### [TASK]
Once the pictures are set aside, output all the records exactly.

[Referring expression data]
----

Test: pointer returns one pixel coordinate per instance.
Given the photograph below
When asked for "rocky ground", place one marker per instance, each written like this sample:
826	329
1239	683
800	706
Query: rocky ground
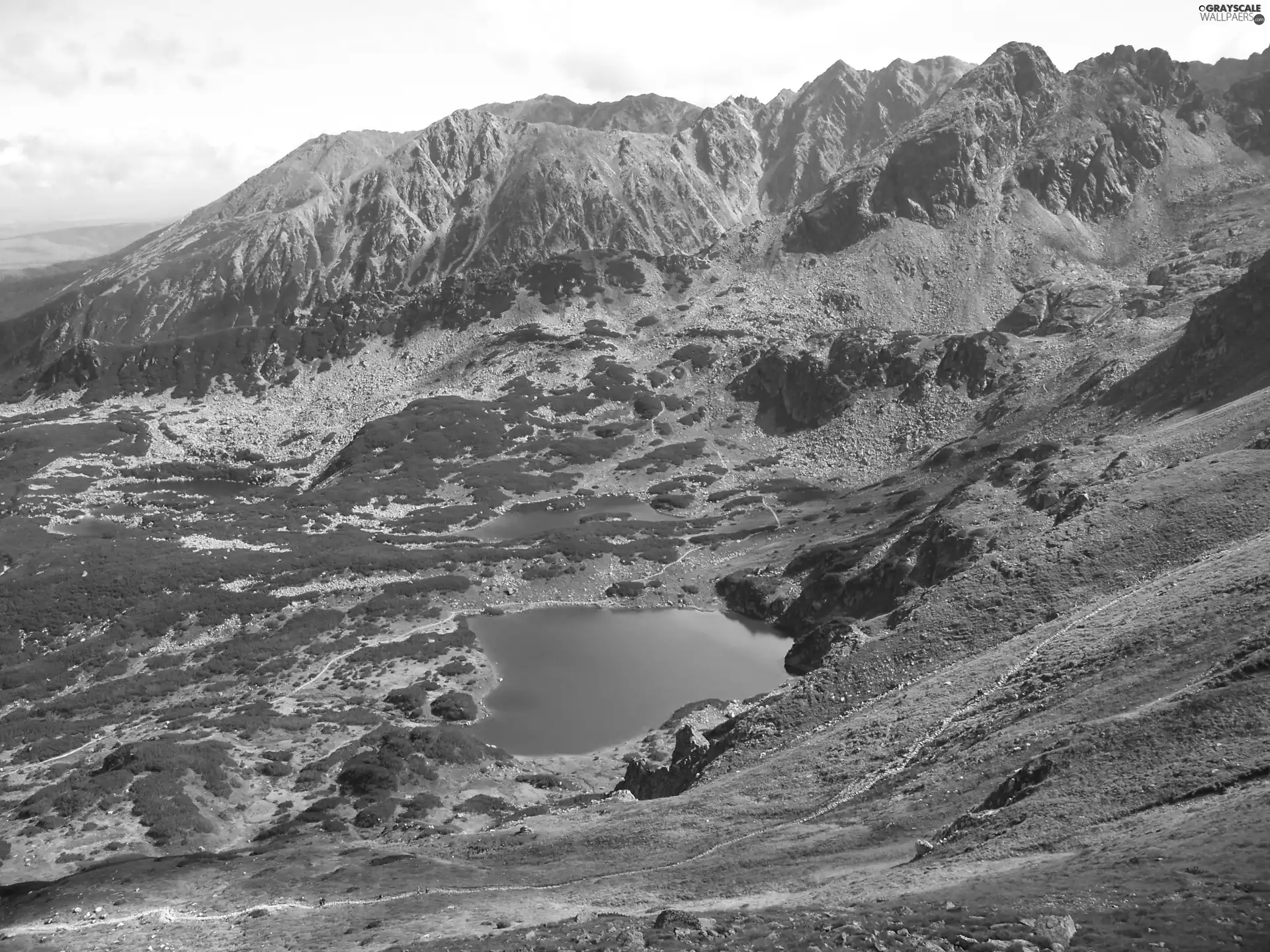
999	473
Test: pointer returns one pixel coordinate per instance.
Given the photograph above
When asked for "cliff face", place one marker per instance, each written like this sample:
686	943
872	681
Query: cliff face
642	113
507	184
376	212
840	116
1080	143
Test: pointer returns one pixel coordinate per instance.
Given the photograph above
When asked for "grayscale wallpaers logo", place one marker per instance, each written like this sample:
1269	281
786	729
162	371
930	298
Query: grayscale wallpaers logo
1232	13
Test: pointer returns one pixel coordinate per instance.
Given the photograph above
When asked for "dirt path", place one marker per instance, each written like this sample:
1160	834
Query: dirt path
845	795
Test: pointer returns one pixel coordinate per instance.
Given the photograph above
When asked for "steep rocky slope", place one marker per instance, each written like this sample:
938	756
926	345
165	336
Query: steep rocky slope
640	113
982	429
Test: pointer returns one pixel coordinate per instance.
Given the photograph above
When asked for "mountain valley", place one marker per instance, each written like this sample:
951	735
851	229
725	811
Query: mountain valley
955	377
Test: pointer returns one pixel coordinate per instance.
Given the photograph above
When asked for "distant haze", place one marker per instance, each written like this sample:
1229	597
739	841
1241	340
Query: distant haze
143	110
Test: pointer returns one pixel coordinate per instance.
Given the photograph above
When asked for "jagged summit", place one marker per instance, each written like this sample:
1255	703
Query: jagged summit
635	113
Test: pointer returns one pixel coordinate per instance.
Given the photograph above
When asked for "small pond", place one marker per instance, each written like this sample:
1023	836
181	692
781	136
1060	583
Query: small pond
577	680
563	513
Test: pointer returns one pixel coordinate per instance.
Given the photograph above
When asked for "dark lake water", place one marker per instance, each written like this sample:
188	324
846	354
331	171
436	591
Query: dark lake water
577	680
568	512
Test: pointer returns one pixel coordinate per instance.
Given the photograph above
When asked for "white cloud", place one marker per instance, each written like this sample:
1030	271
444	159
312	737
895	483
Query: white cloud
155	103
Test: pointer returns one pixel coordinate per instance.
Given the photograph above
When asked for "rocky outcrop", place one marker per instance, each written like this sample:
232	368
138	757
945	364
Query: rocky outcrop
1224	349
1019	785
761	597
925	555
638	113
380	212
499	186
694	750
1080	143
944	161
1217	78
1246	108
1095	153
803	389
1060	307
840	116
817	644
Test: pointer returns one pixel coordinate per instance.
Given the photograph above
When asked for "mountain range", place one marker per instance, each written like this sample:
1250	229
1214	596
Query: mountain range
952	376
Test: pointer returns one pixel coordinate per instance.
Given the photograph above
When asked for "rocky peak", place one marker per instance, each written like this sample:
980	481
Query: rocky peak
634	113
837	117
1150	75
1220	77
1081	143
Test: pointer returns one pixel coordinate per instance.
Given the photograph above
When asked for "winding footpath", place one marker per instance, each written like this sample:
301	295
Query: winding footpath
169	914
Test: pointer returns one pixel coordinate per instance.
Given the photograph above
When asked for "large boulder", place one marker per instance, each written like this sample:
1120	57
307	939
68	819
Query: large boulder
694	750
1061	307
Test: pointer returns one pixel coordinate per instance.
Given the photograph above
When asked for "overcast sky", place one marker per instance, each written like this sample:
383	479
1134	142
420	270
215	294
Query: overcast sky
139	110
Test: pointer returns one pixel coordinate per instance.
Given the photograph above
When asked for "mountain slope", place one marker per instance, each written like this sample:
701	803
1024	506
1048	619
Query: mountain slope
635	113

----

### [RESULT OF THE TASK]
Test: pointer returns one pixel coordinate per instance.
Given the photograph below
When asked for "rocky ground", place one marker per instance, each written like this sample:
826	329
1239	683
800	706
Query: rocky ground
999	473
Test: pointer returns one pixel coordinate per instance.
Given the photograph above
When asked for "cliff face", place one marker per instance, each written like this sample:
686	943
872	681
Query: cliff face
642	113
507	184
376	212
840	116
1080	143
Test: pointer returns one pixel coordinate per instance.
Given the photograph above
When asked for "grayscale wallpaers logo", place one marker per instance, each written like this sample:
1269	281
786	729
162	371
930	298
Query: grayscale wallpaers logo
1232	13
Test: pointer returns one pixel coordinate per instance.
Given the photograph above
When asked for "dirt path", place one marker per instance, each written like this sample:
1160	834
Query: dirt path
845	795
Test: pointer returns one pixel coordinate per instance.
Given the photograph above
When asked for "steep rocky slope", place one marker per instance, each written like this sample:
938	756
926	345
165	336
Query: steep rocky slope
640	113
982	429
Test: pointer returns one pixel coordinate per instance.
Given the photograph above
When asked for "mountain valley", place one marker per instance, each written like this sample:
951	735
851	229
725	811
Query: mountain valley
955	377
Test: pointer returns one pixel coordinate per instance.
Given the photograph above
When asked for "distant haze", place one marker per instance, each written like this sample:
1229	597
739	841
1241	340
Query: distant haze
143	110
Test: pointer returns one pixel coordinate per instance.
Given the photograph above
When asked for "jagged summit", place one marker per instance, each written like this sample:
1255	703
Query: jagged summit
635	113
Test: pointer returns one pixel coordinate per instance.
Given the photograph above
When asked for "small pond", place one marker per instance, each written like this sample:
1023	836
181	692
781	136
1060	583
Query: small pond
577	680
563	513
Test: pointer returns one pixel coordinate per instance.
Given the photograph above
When asked for "dark lake water", place one marker per instance, each written like this sample:
188	324
846	354
331	171
436	591
Query: dark lake water
577	680
568	512
Test: pointer returns one pixel coordinate per instance.
Given the photograph above
When asked for "white cloud", place one marker per instance, each written like this sample:
1030	271
444	159
312	737
895	483
Query: white cloud
155	103
Test: pointer returns one pixel coordinate per instance.
Given the photograph above
When asked for "rocky outcrop", place one marker per instance, each written like this sample:
232	368
138	757
945	364
Query: rocky outcrop
1224	349
1019	785
761	597
925	555
638	113
380	212
499	186
694	750
1080	143
944	161
1217	78
1246	108
1095	153
803	389
1060	307
840	116
817	644
Test: pointer returns one pixel coordinate per instance.
Given the photograph above
When asked for "mountain range", place one marker per instance, each written like this sample:
1250	229
1214	596
Query: mountain range
952	376
Test: pointer returns one pixel coordinate per instance.
Given the photograph above
When asked for "rocky peak", place one marker per instance, each written like this sample:
980	481
Query: rocky peak
634	113
837	117
1150	75
1220	77
1081	143
Test: pointer returns one pixel coordinate per instance.
Given the photograph above
When asked for "winding footpath", place one marker per instance, each written like this sample:
301	295
Query: winding footpath
169	914
Test: pointer returns one pixel coordinate per instance.
Given the photograph above
When asked for "large boulder", place one marker per instance, each written like this sample:
1120	57
307	939
68	819
Query: large boulder
694	750
1061	307
Test: pointer returns one pixel coordinate per instance.
Given the photograph above
When asked for "overcast sky", place one marker per instance, each written like this sample:
383	479
1134	142
420	270
215	294
Query: overcast sky
139	110
Test: pointer returns one pixel coordinate per instance.
Given the photograph above
When asked for "mountain slope", place one marker per instance, each written like this sample:
701	803
1024	506
1048	619
Query: mountain slope
635	113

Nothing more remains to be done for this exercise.